** Prompt **
Could you copy out all of the records below exactly, leaving out every picture?

** Entries provided **
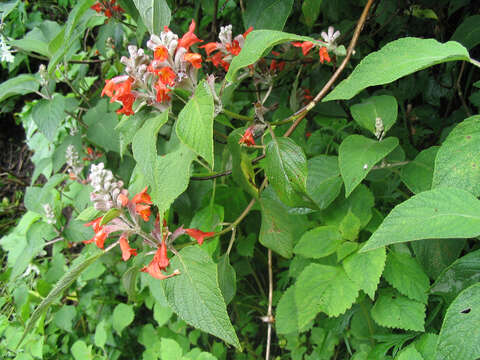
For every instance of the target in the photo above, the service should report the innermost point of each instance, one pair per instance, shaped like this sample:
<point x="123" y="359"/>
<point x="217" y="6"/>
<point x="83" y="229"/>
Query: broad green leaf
<point x="279" y="229"/>
<point x="397" y="311"/>
<point x="19" y="85"/>
<point x="458" y="276"/>
<point x="384" y="107"/>
<point x="365" y="269"/>
<point x="155" y="14"/>
<point x="456" y="163"/>
<point x="310" y="11"/>
<point x="323" y="288"/>
<point x="418" y="174"/>
<point x="256" y="45"/>
<point x="195" y="123"/>
<point x="286" y="169"/>
<point x="195" y="295"/>
<point x="358" y="154"/>
<point x="319" y="242"/>
<point x="323" y="180"/>
<point x="395" y="60"/>
<point x="442" y="213"/>
<point x="404" y="273"/>
<point x="459" y="336"/>
<point x="61" y="285"/>
<point x="468" y="32"/>
<point x="267" y="14"/>
<point x="122" y="317"/>
<point x="48" y="114"/>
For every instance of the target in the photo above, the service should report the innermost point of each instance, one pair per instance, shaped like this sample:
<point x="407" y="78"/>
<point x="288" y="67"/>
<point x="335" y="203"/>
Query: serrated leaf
<point x="323" y="288"/>
<point x="384" y="107"/>
<point x="365" y="271"/>
<point x="155" y="14"/>
<point x="418" y="174"/>
<point x="319" y="242"/>
<point x="441" y="213"/>
<point x="404" y="273"/>
<point x="397" y="311"/>
<point x="195" y="296"/>
<point x="397" y="59"/>
<point x="456" y="163"/>
<point x="61" y="285"/>
<point x="195" y="123"/>
<point x="256" y="44"/>
<point x="459" y="336"/>
<point x="358" y="154"/>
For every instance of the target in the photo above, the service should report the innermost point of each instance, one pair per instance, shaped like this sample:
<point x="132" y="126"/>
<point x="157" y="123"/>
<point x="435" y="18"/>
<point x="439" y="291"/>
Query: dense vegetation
<point x="240" y="179"/>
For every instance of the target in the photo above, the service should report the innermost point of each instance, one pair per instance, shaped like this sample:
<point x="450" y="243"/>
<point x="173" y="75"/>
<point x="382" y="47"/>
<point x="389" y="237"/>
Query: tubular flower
<point x="127" y="251"/>
<point x="199" y="235"/>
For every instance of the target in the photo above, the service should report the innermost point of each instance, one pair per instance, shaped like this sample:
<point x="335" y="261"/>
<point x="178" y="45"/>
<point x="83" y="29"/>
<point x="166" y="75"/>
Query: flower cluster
<point x="227" y="48"/>
<point x="150" y="81"/>
<point x="108" y="8"/>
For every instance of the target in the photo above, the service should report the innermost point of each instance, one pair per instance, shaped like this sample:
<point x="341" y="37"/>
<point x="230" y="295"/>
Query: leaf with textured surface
<point x="456" y="163"/>
<point x="395" y="60"/>
<point x="365" y="271"/>
<point x="459" y="336"/>
<point x="397" y="311"/>
<point x="418" y="174"/>
<point x="195" y="123"/>
<point x="404" y="273"/>
<point x="323" y="288"/>
<point x="358" y="154"/>
<point x="441" y="213"/>
<point x="195" y="295"/>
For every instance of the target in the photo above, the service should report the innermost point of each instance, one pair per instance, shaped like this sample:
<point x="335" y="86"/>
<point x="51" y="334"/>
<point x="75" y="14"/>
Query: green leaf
<point x="310" y="11"/>
<point x="397" y="311"/>
<point x="441" y="213"/>
<point x="395" y="60"/>
<point x="279" y="229"/>
<point x="418" y="174"/>
<point x="324" y="182"/>
<point x="195" y="123"/>
<point x="61" y="285"/>
<point x="155" y="14"/>
<point x="456" y="163"/>
<point x="459" y="336"/>
<point x="267" y="14"/>
<point x="256" y="45"/>
<point x="468" y="32"/>
<point x="384" y="107"/>
<point x="286" y="169"/>
<point x="319" y="242"/>
<point x="195" y="296"/>
<point x="19" y="85"/>
<point x="122" y="317"/>
<point x="404" y="273"/>
<point x="48" y="114"/>
<point x="358" y="154"/>
<point x="323" y="288"/>
<point x="365" y="269"/>
<point x="458" y="276"/>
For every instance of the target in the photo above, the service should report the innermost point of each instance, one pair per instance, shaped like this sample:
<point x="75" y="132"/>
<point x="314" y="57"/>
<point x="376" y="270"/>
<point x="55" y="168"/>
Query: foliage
<point x="285" y="216"/>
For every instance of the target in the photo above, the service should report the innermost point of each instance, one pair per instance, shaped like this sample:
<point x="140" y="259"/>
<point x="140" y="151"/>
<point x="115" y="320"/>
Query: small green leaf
<point x="395" y="60"/>
<point x="459" y="336"/>
<point x="441" y="213"/>
<point x="404" y="273"/>
<point x="456" y="163"/>
<point x="319" y="242"/>
<point x="358" y="154"/>
<point x="195" y="123"/>
<point x="397" y="311"/>
<point x="122" y="317"/>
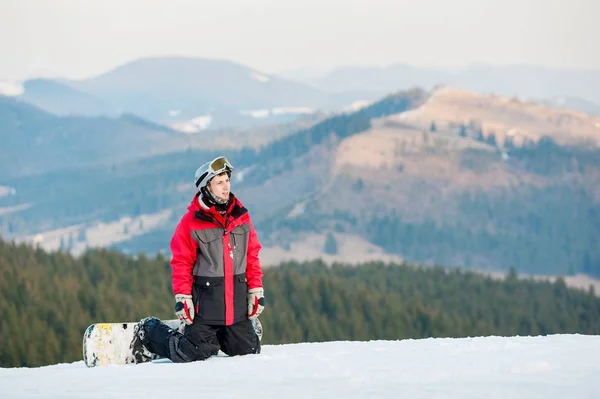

** Solution for this problem **
For every instance of the target in the photo above, the service should report the innermost point of each instance, one pair per instance, shaped like this sample:
<point x="123" y="359"/>
<point x="217" y="6"/>
<point x="83" y="229"/>
Query: broad green leaf
<point x="279" y="229"/>
<point x="397" y="311"/>
<point x="19" y="85"/>
<point x="458" y="276"/>
<point x="384" y="107"/>
<point x="365" y="269"/>
<point x="155" y="14"/>
<point x="456" y="163"/>
<point x="310" y="11"/>
<point x="323" y="288"/>
<point x="418" y="174"/>
<point x="256" y="45"/>
<point x="195" y="123"/>
<point x="286" y="169"/>
<point x="195" y="295"/>
<point x="358" y="154"/>
<point x="319" y="242"/>
<point x="323" y="180"/>
<point x="395" y="60"/>
<point x="442" y="213"/>
<point x="404" y="273"/>
<point x="459" y="336"/>
<point x="61" y="285"/>
<point x="468" y="32"/>
<point x="267" y="14"/>
<point x="122" y="317"/>
<point x="48" y="114"/>
For every instance of the target in the photo above, the service should report the innermost point of each instance, one pair per instance, shaped like this sample:
<point x="407" y="78"/>
<point x="288" y="67"/>
<point x="335" y="203"/>
Query: serrated leaf
<point x="323" y="288"/>
<point x="384" y="107"/>
<point x="365" y="271"/>
<point x="155" y="14"/>
<point x="418" y="174"/>
<point x="319" y="242"/>
<point x="441" y="213"/>
<point x="404" y="273"/>
<point x="397" y="311"/>
<point x="195" y="296"/>
<point x="397" y="59"/>
<point x="456" y="163"/>
<point x="61" y="285"/>
<point x="195" y="123"/>
<point x="256" y="44"/>
<point x="459" y="336"/>
<point x="358" y="154"/>
For every instance of the target in the photo above, the service should report the innermost point of each instance, one pair per instance, shaped like this sample:
<point x="132" y="126"/>
<point x="157" y="123"/>
<point x="435" y="18"/>
<point x="439" y="291"/>
Query: dense vegetation
<point x="240" y="179"/>
For every instance of the target in the photo above, the service should report the innermost point of each instance, one pair per instance, shaped like this sample:
<point x="450" y="243"/>
<point x="173" y="75"/>
<point x="382" y="47"/>
<point x="389" y="237"/>
Query: tubular flower
<point x="127" y="251"/>
<point x="199" y="235"/>
For every instance of the target in the photo above, the service should report the innermost point of each instance, one pair per instance, shaped like this sample:
<point x="335" y="261"/>
<point x="178" y="45"/>
<point x="83" y="29"/>
<point x="166" y="75"/>
Query: flower cluster
<point x="227" y="48"/>
<point x="150" y="81"/>
<point x="108" y="8"/>
For every instance of the target in the photo above, the service should report the innermost point of each instance, one pair per instance, shaped like this sample:
<point x="341" y="37"/>
<point x="230" y="295"/>
Query: leaf with textured surface
<point x="456" y="163"/>
<point x="395" y="60"/>
<point x="365" y="271"/>
<point x="459" y="336"/>
<point x="397" y="311"/>
<point x="418" y="174"/>
<point x="195" y="123"/>
<point x="404" y="273"/>
<point x="323" y="288"/>
<point x="358" y="154"/>
<point x="441" y="213"/>
<point x="195" y="295"/>
For every instance of the target in the photo above, the service should report the innermost point of each instance, one pair per instance, shaped like this sample:
<point x="335" y="86"/>
<point x="51" y="334"/>
<point x="75" y="14"/>
Query: green leaf
<point x="310" y="11"/>
<point x="397" y="311"/>
<point x="441" y="213"/>
<point x="395" y="60"/>
<point x="279" y="229"/>
<point x="418" y="174"/>
<point x="324" y="182"/>
<point x="195" y="123"/>
<point x="61" y="285"/>
<point x="155" y="14"/>
<point x="456" y="163"/>
<point x="459" y="336"/>
<point x="267" y="14"/>
<point x="256" y="45"/>
<point x="468" y="32"/>
<point x="384" y="107"/>
<point x="286" y="169"/>
<point x="319" y="242"/>
<point x="195" y="296"/>
<point x="19" y="85"/>
<point x="122" y="317"/>
<point x="404" y="273"/>
<point x="48" y="114"/>
<point x="358" y="154"/>
<point x="323" y="288"/>
<point x="365" y="269"/>
<point x="458" y="276"/>
For every instance of the target in the photo above, the service should report the innermost point of each instance, one pair per instance, shaped like this sample:
<point x="75" y="132"/>
<point x="314" y="57"/>
<point x="376" y="270"/>
<point x="55" y="168"/>
Query: foliage
<point x="285" y="216"/>
For every instance of the target in the photo above, the service should report the innermost point of each instance, one pair per instance, shaped like this sample:
<point x="140" y="259"/>
<point x="140" y="151"/>
<point x="115" y="320"/>
Query: small green leaf
<point x="395" y="60"/>
<point x="459" y="336"/>
<point x="441" y="213"/>
<point x="404" y="273"/>
<point x="456" y="163"/>
<point x="319" y="242"/>
<point x="358" y="154"/>
<point x="195" y="123"/>
<point x="397" y="311"/>
<point x="122" y="317"/>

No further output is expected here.